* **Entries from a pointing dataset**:
________________________________________
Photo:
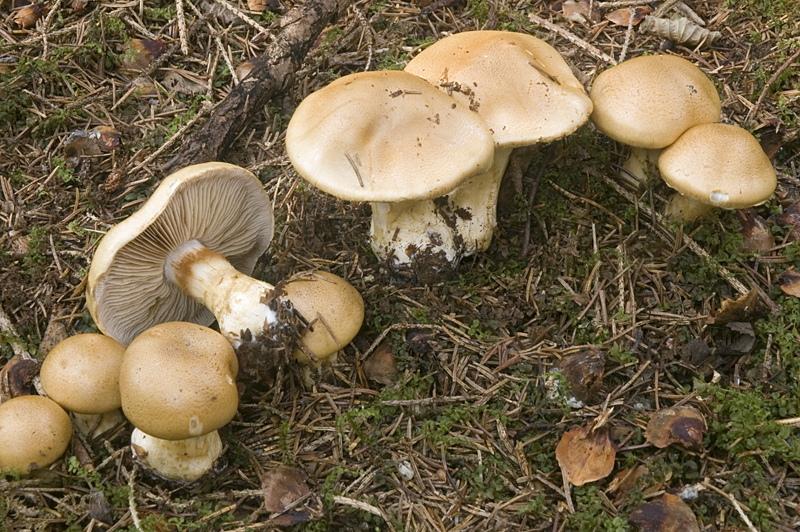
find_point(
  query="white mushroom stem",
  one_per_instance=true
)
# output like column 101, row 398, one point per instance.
column 235, row 299
column 643, row 164
column 182, row 460
column 684, row 209
column 406, row 229
column 474, row 204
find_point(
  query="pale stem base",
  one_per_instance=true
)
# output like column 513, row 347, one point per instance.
column 182, row 460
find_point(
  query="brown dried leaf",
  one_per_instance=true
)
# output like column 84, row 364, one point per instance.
column 757, row 236
column 381, row 367
column 16, row 377
column 666, row 514
column 682, row 424
column 282, row 486
column 622, row 17
column 790, row 282
column 584, row 371
column 742, row 309
column 586, row 455
column 574, row 11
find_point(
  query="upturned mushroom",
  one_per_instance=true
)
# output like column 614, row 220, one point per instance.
column 34, row 433
column 177, row 388
column 392, row 139
column 715, row 165
column 524, row 91
column 186, row 255
column 647, row 103
column 81, row 373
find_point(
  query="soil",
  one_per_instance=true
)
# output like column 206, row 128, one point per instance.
column 462, row 433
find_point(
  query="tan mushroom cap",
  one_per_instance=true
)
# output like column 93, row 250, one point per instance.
column 649, row 101
column 719, row 164
column 337, row 302
column 177, row 381
column 221, row 205
column 386, row 136
column 81, row 373
column 34, row 432
column 520, row 85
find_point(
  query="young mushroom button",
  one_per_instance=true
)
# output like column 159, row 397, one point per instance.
column 392, row 139
column 648, row 102
column 177, row 387
column 525, row 92
column 186, row 255
column 715, row 165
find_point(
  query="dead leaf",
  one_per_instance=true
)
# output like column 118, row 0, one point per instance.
column 790, row 282
column 757, row 235
column 282, row 486
column 381, row 367
column 586, row 455
column 666, row 514
column 584, row 371
column 681, row 424
column 623, row 17
column 16, row 377
column 741, row 309
column 574, row 11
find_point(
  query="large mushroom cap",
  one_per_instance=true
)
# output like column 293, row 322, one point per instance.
column 34, row 432
column 221, row 205
column 519, row 84
column 720, row 165
column 649, row 101
column 81, row 373
column 386, row 136
column 177, row 381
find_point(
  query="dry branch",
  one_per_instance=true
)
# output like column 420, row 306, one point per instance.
column 273, row 71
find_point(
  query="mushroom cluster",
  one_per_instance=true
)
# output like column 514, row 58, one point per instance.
column 429, row 146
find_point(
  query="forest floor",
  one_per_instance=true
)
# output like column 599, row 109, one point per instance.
column 584, row 291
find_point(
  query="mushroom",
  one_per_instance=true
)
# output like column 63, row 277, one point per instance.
column 648, row 102
column 81, row 373
column 392, row 139
column 34, row 433
column 177, row 388
column 715, row 165
column 525, row 92
column 186, row 255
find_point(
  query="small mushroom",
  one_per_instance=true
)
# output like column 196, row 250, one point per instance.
column 177, row 388
column 648, row 102
column 715, row 165
column 34, row 433
column 186, row 255
column 81, row 373
column 525, row 92
column 392, row 139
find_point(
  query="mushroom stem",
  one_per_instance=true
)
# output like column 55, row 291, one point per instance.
column 234, row 298
column 684, row 209
column 404, row 230
column 239, row 302
column 182, row 460
column 643, row 164
column 474, row 205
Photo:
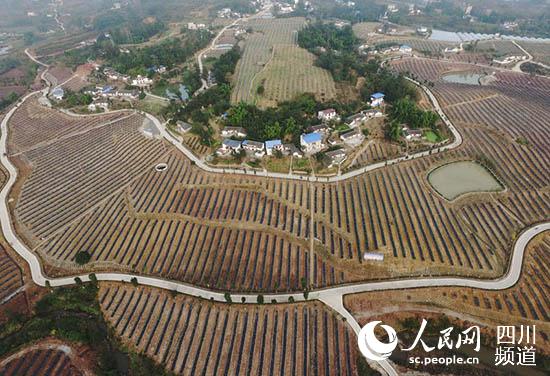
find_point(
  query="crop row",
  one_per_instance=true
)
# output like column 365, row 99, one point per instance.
column 11, row 277
column 191, row 336
column 33, row 124
column 40, row 362
column 72, row 174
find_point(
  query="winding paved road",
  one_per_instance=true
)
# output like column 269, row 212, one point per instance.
column 328, row 179
column 333, row 297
________________________________________
* **SET EXERCISE**: Please rewrite all of the data above, replacing every "query" with "prompt" and changing nothing else. Omit the pictures from your answer.

* **RESULT OF THIS TASK**:
Photo:
find_point(
  prompt="white mushroom stem",
  one_per_instance=true
)
# output like column 101, row 398, one point per instance.
column 235, row 299
column 643, row 164
column 182, row 460
column 684, row 209
column 406, row 229
column 474, row 204
find_point(
  prompt="pale stem base",
  one_per_instance=true
)
# output like column 513, row 347, one point per instance.
column 182, row 460
find_point(
  prompt="brown dried leaf",
  one_per_instance=true
)
# output like column 84, row 364, one point per instance.
column 757, row 236
column 381, row 367
column 16, row 377
column 666, row 514
column 682, row 424
column 282, row 486
column 622, row 17
column 790, row 282
column 584, row 371
column 742, row 309
column 586, row 455
column 574, row 11
find_point(
  prompt="upturned mushroom",
  one_per_instance=true
)
# output like column 614, row 220, one point per instance.
column 34, row 433
column 177, row 388
column 392, row 139
column 715, row 165
column 524, row 91
column 186, row 255
column 647, row 103
column 81, row 373
find_point(
  prompt="soil",
  one_per_instance=true
)
# output like column 206, row 128, one point per instance.
column 462, row 433
find_point(
  prompt="tan mushroom cap",
  one_per_instance=true
)
# output like column 93, row 250, one point per instance.
column 649, row 101
column 719, row 164
column 337, row 302
column 177, row 381
column 221, row 205
column 386, row 136
column 81, row 373
column 34, row 432
column 520, row 85
find_point(
  prompt="young mushroom button",
  one_per_instance=true
)
# output like column 159, row 397, one point per instance.
column 392, row 139
column 648, row 102
column 177, row 387
column 525, row 92
column 186, row 255
column 715, row 165
find_point(
  prompt="dead leaf",
  one_per_instance=true
)
# output like column 118, row 0, one point per instance.
column 790, row 282
column 757, row 235
column 282, row 486
column 381, row 367
column 586, row 455
column 666, row 514
column 584, row 371
column 681, row 424
column 623, row 17
column 16, row 377
column 741, row 309
column 574, row 11
find_point(
  prompt="large mushroom cap",
  one_per_instance=true
)
# output like column 293, row 322, one point per instance.
column 34, row 432
column 221, row 205
column 519, row 84
column 720, row 165
column 649, row 101
column 81, row 373
column 386, row 136
column 177, row 381
find_point(
  prompt="dry branch",
  one_per_instance=true
)
# output like column 420, row 306, one point per instance.
column 273, row 71
find_point(
  prompt="mushroom cluster",
  one_per_instance=true
)
# output like column 514, row 58, one point per instance.
column 429, row 146
find_point(
  prompt="forest floor",
  one_per_instance=true
)
# output like column 599, row 109, one point per instance.
column 584, row 291
find_point(
  prompt="mushroom",
  one_per_instance=true
)
# output like column 63, row 277, one point per instance.
column 648, row 102
column 81, row 373
column 392, row 139
column 34, row 433
column 177, row 388
column 715, row 165
column 525, row 92
column 186, row 255
find_point(
  prompt="small mushroom",
  one_per_instance=true
)
# output like column 196, row 250, one point per instance.
column 177, row 388
column 648, row 102
column 715, row 165
column 34, row 433
column 186, row 255
column 81, row 373
column 525, row 92
column 392, row 139
find_point(
  prompt="mushroom stem",
  one_per_instance=true
)
# output like column 55, row 291, one point per instance.
column 234, row 298
column 684, row 209
column 404, row 230
column 239, row 302
column 182, row 460
column 643, row 164
column 474, row 205
Photo:
find_point(
  prompt="crop row",
  one_per_instance=true
)
# output like column 365, row 99, one point per instance.
column 11, row 277
column 191, row 336
column 33, row 124
column 40, row 362
column 72, row 174
find_point(
  prompt="winding paved road",
  one_per_instance=true
)
# output like column 269, row 212, one point per instance.
column 328, row 179
column 333, row 297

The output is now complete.